### What is asked
Collect every line of the records that contains the word "white" and copy each one out.

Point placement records
———

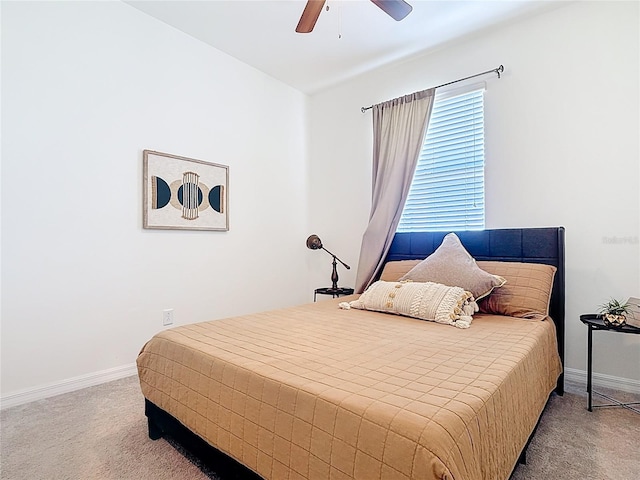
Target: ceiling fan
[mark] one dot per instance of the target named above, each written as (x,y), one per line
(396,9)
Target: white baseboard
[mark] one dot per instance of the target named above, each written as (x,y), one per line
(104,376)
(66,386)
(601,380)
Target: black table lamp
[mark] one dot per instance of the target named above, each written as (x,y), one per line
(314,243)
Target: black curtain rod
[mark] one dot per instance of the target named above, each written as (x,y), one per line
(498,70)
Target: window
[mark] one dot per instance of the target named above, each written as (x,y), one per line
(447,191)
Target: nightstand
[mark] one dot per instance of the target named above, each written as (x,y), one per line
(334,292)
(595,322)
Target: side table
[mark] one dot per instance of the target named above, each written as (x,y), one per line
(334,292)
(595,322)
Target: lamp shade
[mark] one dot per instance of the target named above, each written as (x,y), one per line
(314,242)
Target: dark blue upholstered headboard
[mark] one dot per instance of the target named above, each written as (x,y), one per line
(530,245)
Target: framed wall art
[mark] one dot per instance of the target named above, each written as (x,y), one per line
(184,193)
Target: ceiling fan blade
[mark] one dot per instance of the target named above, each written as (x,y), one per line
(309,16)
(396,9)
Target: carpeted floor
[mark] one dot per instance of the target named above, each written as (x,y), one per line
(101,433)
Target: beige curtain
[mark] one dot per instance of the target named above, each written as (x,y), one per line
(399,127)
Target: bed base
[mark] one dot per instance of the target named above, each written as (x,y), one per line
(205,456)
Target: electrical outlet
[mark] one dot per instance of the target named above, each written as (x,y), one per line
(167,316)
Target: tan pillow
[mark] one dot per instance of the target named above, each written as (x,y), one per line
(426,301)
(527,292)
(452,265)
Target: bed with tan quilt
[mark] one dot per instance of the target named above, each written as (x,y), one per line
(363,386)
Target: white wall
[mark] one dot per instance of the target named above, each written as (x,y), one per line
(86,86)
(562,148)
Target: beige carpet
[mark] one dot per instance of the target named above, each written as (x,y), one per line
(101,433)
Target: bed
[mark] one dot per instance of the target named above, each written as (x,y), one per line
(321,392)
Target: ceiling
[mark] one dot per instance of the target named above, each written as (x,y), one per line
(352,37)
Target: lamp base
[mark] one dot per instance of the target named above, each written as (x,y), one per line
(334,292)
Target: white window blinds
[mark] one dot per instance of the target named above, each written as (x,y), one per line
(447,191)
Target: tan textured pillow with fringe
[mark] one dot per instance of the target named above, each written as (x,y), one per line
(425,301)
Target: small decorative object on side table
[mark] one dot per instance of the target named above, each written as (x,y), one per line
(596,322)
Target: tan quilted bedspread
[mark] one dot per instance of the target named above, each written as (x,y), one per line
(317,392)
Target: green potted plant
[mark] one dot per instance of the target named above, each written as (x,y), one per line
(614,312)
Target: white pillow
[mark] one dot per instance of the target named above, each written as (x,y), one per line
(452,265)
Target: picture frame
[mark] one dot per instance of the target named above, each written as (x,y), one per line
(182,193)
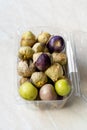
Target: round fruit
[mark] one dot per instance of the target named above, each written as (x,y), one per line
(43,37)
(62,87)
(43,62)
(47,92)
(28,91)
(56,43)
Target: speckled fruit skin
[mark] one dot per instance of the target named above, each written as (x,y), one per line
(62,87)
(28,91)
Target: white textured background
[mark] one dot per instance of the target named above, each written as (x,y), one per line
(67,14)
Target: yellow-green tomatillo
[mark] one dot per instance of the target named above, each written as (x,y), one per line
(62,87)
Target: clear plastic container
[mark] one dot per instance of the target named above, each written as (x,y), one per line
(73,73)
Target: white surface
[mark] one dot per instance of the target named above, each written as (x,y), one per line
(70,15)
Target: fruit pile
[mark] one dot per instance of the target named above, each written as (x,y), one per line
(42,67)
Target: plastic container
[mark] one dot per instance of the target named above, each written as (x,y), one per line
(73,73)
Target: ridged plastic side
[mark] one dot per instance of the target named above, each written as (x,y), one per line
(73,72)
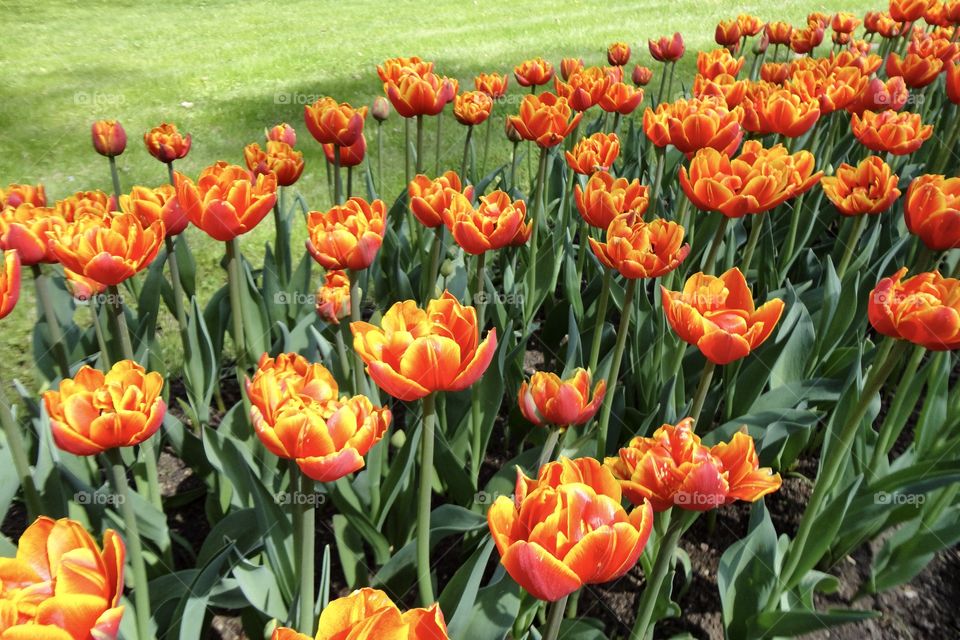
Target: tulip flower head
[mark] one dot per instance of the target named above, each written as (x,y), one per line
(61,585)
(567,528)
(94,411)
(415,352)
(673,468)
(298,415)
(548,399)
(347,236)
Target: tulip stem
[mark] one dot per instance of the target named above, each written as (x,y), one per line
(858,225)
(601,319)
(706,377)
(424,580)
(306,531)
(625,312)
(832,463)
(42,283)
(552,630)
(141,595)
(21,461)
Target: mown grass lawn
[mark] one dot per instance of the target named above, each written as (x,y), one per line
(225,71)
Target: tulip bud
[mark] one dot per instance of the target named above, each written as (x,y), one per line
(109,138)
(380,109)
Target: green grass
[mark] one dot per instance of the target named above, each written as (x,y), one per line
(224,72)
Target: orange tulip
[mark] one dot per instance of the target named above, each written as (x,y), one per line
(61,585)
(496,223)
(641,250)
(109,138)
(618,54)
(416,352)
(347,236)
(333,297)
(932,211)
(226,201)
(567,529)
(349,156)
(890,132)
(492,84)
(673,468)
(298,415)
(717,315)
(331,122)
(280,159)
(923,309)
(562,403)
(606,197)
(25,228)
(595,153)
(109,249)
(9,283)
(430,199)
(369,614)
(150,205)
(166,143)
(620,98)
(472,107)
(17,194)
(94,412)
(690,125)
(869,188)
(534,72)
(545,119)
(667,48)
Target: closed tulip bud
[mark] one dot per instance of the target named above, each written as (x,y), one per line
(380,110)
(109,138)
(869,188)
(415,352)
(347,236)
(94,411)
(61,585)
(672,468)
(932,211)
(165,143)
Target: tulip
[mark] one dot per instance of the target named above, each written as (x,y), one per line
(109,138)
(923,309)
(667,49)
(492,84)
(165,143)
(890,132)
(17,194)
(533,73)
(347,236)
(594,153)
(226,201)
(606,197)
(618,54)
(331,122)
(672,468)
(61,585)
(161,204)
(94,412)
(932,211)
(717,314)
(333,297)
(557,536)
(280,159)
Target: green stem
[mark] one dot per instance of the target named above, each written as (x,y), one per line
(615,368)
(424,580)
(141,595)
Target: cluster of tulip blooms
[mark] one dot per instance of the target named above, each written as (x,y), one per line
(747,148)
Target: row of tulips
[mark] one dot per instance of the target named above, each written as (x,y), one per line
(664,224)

———

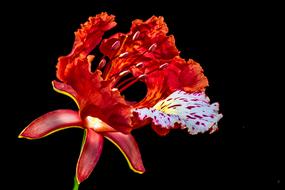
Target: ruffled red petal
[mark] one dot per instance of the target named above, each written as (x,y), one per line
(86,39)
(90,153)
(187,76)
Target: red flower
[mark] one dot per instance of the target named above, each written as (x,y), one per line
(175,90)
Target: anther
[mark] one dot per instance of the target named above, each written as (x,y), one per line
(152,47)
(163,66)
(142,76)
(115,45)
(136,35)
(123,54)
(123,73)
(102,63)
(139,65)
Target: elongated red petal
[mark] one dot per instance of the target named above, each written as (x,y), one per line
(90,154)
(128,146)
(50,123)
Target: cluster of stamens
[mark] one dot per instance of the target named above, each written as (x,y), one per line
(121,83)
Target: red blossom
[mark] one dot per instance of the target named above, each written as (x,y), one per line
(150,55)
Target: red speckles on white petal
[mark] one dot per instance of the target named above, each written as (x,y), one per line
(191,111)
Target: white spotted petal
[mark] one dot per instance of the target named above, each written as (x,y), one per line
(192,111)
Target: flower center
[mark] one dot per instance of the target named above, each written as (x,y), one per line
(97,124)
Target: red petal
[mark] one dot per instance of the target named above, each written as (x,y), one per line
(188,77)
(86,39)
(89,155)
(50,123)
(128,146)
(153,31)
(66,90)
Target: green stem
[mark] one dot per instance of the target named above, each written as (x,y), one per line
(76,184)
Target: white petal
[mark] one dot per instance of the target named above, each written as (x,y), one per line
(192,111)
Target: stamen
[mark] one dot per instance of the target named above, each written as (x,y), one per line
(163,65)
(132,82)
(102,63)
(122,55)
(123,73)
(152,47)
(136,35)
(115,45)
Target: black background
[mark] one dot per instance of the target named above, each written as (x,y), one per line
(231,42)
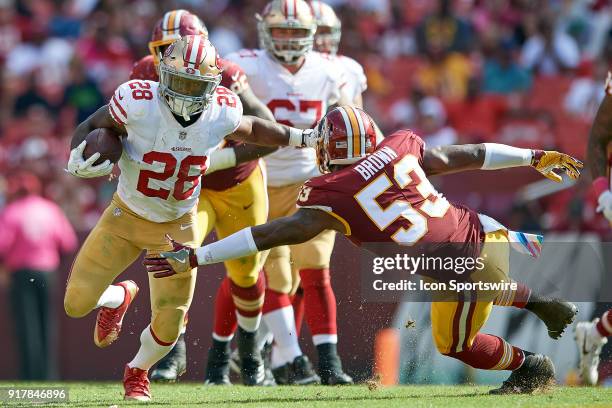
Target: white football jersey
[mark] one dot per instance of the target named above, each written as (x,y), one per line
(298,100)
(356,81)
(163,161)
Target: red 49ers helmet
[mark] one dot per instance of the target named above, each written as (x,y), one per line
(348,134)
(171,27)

———

### Full answer
Target: white baseboard
Target: white wall
Target: white window blinds
Target: white pillow
Target: white textured background
Target: white surface
Target: red speckles on white petal
Target: white spotted petal
Target: white petal
Target: white football jersey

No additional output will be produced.